--- Begin Entries supplied ---

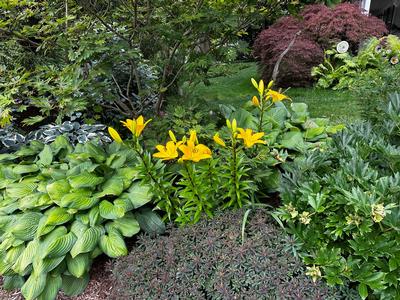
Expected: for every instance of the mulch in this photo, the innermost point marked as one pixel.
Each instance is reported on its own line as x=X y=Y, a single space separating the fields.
x=99 y=287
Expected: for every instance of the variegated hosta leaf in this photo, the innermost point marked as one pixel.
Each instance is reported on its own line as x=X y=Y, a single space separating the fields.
x=111 y=211
x=13 y=282
x=34 y=286
x=87 y=241
x=112 y=187
x=73 y=286
x=85 y=180
x=21 y=189
x=80 y=199
x=9 y=259
x=78 y=265
x=127 y=226
x=58 y=189
x=113 y=244
x=57 y=216
x=60 y=246
x=53 y=285
x=26 y=225
x=26 y=257
x=139 y=194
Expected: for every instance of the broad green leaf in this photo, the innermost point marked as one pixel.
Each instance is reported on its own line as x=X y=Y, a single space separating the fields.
x=85 y=180
x=110 y=211
x=45 y=156
x=60 y=246
x=79 y=265
x=26 y=225
x=34 y=286
x=58 y=189
x=87 y=241
x=73 y=286
x=113 y=244
x=53 y=285
x=57 y=216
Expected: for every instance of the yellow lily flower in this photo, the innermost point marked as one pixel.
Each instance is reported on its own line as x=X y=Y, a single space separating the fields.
x=114 y=134
x=249 y=139
x=276 y=96
x=136 y=126
x=167 y=152
x=218 y=140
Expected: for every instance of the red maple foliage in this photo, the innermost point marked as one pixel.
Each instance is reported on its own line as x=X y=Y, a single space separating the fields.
x=321 y=27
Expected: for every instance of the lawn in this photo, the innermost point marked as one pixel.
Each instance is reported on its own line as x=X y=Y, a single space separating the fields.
x=235 y=88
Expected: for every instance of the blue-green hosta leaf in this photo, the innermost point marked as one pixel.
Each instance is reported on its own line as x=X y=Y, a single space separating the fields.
x=113 y=244
x=128 y=226
x=73 y=286
x=139 y=194
x=87 y=241
x=79 y=265
x=13 y=282
x=26 y=257
x=112 y=187
x=85 y=180
x=24 y=169
x=45 y=156
x=53 y=285
x=57 y=216
x=20 y=189
x=34 y=286
x=58 y=189
x=111 y=211
x=26 y=225
x=79 y=199
x=60 y=246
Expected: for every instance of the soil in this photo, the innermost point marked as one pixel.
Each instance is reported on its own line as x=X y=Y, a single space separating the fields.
x=99 y=287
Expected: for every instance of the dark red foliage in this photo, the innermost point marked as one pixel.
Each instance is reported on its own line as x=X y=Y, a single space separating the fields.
x=321 y=27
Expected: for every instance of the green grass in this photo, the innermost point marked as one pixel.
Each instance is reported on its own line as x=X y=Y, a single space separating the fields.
x=235 y=88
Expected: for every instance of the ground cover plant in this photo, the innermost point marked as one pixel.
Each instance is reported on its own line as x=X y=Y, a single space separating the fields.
x=209 y=260
x=61 y=207
x=317 y=30
x=342 y=206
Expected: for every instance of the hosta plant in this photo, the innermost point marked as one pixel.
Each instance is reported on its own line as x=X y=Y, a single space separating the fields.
x=342 y=206
x=60 y=207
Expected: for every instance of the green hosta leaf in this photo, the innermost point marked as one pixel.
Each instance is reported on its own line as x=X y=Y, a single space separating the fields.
x=73 y=286
x=34 y=286
x=58 y=189
x=85 y=180
x=26 y=225
x=79 y=265
x=53 y=285
x=139 y=194
x=112 y=187
x=21 y=189
x=26 y=258
x=80 y=199
x=60 y=246
x=113 y=244
x=87 y=241
x=13 y=282
x=24 y=169
x=110 y=211
x=127 y=226
x=45 y=156
x=57 y=216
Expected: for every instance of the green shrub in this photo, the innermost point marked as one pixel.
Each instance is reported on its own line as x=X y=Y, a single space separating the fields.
x=343 y=208
x=209 y=261
x=61 y=207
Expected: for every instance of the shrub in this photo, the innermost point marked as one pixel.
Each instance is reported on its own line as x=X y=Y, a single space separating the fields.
x=61 y=207
x=342 y=206
x=320 y=27
x=209 y=261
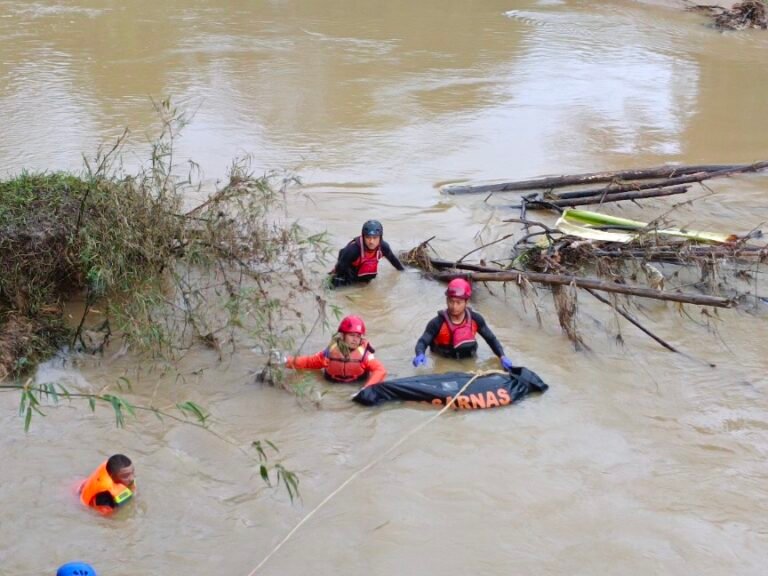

--- End Entries supplied ---

*What is required*:
Please locate every line in the records above that contains the word "green" and copy each of those lines.

*Solved exercise*:
Expected: for every instance of the broad green leaf in this photo, the innermost point marked as one pixel.
Expected: for every instance of the blue-green hosta leaf in this photo, the innermost point marked as one pixel.
Expected: for every instance of the green grass in this photo, the innermost point marked as one pixel.
Expected: for every instance of the green hosta leaf in this photo, the innermost point marked as one pixel.
Expected: for every instance of the green shrub in this photo, the innermost point marked as one pixel.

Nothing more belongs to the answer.